___ TASK INPUTS
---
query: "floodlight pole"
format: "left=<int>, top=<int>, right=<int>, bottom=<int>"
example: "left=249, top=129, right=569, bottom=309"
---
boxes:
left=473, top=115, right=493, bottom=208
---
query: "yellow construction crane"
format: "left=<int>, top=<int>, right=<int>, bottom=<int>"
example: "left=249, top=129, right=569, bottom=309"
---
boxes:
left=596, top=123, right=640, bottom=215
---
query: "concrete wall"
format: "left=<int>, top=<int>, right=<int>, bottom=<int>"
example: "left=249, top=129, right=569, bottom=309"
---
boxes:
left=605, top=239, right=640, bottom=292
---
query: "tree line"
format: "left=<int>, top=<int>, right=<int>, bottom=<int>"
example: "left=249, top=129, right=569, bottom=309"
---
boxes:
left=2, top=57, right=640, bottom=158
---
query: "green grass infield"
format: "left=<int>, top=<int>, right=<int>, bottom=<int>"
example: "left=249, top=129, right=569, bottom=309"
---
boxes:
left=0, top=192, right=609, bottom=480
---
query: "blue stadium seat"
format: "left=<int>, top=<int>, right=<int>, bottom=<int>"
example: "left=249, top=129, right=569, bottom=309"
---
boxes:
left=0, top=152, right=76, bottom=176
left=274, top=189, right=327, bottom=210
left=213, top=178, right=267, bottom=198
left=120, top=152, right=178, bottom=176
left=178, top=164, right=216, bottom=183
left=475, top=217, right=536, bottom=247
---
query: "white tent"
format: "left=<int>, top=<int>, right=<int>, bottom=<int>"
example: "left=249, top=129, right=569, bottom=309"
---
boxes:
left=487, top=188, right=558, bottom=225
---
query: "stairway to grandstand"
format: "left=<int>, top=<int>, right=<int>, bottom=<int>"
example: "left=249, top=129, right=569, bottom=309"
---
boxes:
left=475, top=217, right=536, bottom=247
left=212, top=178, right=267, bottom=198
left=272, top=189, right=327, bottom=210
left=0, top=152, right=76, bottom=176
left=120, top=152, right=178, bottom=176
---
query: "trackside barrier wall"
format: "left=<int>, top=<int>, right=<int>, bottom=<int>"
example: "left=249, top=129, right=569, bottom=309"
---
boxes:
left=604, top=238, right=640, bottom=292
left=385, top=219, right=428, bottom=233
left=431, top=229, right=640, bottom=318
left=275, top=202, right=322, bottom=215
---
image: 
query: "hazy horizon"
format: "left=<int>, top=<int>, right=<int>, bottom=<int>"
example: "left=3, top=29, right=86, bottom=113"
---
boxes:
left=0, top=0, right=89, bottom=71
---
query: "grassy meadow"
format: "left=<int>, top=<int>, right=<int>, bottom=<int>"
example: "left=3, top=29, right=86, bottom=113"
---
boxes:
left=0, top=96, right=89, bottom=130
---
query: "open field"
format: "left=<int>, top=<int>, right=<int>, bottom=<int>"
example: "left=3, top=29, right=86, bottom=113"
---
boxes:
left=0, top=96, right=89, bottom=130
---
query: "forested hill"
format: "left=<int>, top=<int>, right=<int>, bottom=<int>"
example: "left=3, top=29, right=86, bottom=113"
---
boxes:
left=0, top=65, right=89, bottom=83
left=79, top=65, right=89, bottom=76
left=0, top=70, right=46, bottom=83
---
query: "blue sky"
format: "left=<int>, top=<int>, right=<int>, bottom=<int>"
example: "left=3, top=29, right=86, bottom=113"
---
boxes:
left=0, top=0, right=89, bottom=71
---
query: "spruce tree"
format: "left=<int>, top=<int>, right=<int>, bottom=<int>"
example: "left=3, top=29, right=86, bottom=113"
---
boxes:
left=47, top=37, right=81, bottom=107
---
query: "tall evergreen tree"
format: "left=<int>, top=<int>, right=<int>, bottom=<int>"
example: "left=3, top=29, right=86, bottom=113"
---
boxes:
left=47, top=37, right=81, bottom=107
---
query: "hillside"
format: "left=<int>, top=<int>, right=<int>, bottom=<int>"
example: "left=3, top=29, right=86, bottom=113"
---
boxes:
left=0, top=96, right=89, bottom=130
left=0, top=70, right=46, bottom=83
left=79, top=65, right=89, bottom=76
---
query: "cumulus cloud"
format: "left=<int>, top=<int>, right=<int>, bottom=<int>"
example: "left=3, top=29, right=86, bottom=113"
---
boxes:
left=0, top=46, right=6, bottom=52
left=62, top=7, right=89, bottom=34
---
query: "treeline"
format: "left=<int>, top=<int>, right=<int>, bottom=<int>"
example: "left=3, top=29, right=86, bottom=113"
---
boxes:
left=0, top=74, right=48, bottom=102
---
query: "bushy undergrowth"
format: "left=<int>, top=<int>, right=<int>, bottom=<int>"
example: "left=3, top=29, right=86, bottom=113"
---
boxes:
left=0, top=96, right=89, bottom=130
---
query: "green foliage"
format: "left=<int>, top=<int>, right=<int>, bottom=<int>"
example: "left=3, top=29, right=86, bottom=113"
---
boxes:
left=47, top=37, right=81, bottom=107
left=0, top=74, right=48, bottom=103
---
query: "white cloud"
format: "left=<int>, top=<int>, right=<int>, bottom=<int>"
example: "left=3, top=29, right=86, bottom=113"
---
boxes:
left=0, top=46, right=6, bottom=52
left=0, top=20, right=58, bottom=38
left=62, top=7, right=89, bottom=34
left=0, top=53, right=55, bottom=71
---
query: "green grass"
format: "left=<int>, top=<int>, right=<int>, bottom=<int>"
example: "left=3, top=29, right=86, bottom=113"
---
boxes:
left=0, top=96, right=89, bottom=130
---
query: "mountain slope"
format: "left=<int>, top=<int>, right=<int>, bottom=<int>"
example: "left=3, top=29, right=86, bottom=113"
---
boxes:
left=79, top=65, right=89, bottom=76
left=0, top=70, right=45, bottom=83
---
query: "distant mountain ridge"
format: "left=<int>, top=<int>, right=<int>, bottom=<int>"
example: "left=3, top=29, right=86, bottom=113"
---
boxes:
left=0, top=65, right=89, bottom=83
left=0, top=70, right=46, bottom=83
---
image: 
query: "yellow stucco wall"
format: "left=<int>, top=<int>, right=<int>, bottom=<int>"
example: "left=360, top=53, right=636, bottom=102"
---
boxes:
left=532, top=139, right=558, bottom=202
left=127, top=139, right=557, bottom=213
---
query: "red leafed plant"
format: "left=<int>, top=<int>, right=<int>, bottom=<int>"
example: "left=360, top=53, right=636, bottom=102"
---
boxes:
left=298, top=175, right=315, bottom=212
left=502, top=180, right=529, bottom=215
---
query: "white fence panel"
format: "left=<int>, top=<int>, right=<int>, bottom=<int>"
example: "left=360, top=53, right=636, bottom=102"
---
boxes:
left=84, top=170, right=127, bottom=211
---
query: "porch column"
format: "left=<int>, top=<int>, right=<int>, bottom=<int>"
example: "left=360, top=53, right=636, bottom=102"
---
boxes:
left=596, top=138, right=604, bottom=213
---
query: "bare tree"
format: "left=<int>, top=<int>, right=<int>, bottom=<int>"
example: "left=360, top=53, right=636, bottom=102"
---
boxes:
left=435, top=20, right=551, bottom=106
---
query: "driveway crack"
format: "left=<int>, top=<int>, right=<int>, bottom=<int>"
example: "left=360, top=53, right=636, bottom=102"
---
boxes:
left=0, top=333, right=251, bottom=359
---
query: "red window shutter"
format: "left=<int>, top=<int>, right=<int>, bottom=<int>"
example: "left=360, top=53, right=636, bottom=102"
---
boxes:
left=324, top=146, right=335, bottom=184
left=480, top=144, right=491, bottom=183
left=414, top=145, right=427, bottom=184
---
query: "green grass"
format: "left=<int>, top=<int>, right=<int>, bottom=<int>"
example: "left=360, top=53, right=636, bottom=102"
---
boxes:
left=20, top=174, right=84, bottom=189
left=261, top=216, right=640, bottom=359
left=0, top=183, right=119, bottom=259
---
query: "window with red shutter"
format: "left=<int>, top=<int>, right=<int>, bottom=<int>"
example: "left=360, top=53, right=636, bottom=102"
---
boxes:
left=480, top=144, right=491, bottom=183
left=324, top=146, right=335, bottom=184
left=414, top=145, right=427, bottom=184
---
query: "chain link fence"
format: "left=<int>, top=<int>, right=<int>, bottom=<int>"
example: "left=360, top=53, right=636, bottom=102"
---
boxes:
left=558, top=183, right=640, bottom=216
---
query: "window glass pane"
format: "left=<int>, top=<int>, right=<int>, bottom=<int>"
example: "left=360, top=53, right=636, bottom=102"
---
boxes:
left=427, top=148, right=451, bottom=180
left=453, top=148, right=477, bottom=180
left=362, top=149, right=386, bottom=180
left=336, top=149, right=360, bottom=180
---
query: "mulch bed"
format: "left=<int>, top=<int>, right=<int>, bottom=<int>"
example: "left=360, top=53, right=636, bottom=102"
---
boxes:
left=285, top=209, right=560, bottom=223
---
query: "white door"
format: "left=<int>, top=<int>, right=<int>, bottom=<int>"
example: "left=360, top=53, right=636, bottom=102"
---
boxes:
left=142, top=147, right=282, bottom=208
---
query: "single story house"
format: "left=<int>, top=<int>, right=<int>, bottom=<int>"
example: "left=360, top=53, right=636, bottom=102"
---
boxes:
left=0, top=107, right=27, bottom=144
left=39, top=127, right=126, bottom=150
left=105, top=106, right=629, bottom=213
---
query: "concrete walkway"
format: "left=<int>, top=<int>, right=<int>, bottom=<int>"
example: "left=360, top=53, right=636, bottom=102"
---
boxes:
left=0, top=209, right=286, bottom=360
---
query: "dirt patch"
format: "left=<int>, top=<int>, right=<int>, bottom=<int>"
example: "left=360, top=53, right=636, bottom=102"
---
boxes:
______
* _REQUIREMENT_
Put everything from the start of the records down to the line containing "left=473, top=115, right=493, bottom=208" into a JSON list of strings, one string per line and blank lines omitted.

* _TASK OUTPUT_
[
  "---",
  "query: \"floodlight pole\"",
  "format: \"left=<int>, top=<int>, right=<int>, bottom=<int>\"",
  "example: \"left=249, top=129, right=569, bottom=309\"",
  "---",
  "boxes:",
  "left=473, top=115, right=493, bottom=208"
]